### WHAT YOU HAVE TO DO
From the entries, return every line where the string "below" shows up.

### DATASET
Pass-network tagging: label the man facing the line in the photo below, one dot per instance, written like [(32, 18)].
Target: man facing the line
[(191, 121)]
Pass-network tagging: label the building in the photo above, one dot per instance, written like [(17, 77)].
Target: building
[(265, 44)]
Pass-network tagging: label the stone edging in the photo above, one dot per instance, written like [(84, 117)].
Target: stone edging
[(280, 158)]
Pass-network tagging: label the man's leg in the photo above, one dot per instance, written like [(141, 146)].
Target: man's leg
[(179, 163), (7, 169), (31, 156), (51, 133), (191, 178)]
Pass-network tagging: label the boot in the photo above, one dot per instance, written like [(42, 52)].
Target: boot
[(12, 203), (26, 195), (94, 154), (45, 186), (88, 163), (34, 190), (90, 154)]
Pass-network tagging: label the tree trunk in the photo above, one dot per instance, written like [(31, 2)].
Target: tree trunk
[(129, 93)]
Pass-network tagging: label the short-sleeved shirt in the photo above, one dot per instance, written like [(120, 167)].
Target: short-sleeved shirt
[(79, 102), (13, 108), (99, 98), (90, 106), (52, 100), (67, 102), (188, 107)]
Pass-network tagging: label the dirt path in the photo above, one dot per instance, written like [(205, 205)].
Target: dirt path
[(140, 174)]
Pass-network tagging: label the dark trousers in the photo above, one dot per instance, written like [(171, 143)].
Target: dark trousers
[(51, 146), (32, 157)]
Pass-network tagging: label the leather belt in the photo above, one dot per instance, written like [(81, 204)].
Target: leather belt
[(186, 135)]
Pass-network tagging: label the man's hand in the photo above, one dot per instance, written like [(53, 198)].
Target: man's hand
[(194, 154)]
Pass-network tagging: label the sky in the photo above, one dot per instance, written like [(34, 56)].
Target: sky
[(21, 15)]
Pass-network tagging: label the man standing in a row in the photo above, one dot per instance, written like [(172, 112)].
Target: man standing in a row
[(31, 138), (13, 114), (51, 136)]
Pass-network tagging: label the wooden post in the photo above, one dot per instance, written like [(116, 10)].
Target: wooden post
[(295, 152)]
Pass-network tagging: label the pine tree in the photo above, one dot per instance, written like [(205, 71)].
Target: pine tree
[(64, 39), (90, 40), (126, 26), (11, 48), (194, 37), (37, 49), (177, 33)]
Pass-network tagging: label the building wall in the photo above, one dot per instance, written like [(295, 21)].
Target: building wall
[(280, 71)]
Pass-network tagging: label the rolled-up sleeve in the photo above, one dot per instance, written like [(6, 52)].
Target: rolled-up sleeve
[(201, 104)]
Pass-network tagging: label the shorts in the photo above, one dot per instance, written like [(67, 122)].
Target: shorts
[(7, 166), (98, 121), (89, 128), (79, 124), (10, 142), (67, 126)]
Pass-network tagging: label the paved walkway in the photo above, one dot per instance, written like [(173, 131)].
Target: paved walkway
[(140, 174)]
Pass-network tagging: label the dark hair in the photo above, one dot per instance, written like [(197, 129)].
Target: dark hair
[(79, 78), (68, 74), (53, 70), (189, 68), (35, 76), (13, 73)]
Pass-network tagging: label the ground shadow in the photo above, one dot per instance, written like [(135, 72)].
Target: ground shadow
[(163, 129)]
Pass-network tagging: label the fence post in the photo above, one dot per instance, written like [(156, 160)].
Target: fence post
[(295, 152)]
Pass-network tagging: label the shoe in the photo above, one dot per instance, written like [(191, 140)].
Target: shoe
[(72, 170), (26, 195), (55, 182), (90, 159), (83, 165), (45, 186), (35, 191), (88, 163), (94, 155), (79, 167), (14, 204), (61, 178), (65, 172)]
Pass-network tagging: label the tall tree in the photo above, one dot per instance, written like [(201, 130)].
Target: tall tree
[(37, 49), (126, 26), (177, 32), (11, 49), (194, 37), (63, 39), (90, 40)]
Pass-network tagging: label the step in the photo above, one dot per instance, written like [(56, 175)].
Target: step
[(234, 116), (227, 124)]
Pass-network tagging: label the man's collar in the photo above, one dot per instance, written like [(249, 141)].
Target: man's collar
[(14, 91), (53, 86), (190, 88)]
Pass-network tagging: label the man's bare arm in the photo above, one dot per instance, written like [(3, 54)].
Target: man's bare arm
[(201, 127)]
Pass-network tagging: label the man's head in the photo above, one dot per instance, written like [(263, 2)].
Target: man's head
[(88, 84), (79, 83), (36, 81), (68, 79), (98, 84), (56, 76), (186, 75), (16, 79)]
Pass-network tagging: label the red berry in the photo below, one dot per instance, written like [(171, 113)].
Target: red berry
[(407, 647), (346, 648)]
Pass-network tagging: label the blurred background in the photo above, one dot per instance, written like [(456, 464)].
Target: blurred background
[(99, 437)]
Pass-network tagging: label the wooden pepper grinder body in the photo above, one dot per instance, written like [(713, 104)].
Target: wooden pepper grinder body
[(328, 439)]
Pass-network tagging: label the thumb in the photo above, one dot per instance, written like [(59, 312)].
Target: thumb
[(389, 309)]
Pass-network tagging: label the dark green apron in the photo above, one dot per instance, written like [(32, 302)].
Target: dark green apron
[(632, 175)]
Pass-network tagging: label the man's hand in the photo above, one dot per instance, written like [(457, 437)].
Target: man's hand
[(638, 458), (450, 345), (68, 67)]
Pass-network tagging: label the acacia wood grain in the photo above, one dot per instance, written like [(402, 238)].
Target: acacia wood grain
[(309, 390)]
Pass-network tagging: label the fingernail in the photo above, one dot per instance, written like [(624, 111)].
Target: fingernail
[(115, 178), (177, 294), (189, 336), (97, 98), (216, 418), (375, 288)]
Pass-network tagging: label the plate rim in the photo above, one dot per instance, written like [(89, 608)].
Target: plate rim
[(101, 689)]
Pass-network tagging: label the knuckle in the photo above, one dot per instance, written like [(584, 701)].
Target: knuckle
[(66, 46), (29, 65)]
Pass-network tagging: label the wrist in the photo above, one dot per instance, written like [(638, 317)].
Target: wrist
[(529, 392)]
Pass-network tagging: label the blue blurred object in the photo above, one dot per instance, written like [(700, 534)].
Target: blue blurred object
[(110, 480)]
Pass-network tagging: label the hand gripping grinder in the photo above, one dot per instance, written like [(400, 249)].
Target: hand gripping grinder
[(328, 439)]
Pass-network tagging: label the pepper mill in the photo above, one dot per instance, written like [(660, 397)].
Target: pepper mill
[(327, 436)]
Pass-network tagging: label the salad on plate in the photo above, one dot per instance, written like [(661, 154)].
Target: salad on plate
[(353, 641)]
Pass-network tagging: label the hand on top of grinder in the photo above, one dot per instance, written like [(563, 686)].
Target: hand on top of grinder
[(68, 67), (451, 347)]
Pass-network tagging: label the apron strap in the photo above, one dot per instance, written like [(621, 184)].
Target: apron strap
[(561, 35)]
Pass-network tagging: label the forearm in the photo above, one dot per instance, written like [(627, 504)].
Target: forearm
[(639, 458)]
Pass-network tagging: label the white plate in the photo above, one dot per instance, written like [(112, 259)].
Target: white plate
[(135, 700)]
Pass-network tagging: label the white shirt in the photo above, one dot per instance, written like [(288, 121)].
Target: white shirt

### TASK RESPONSE
Pass-network tagging: label the man facing the line in the photo below, one dot per instance, written like [(32, 18)].
Pass-network tagging: label the red berry in the photo below, one dot per instance, written like [(171, 113)].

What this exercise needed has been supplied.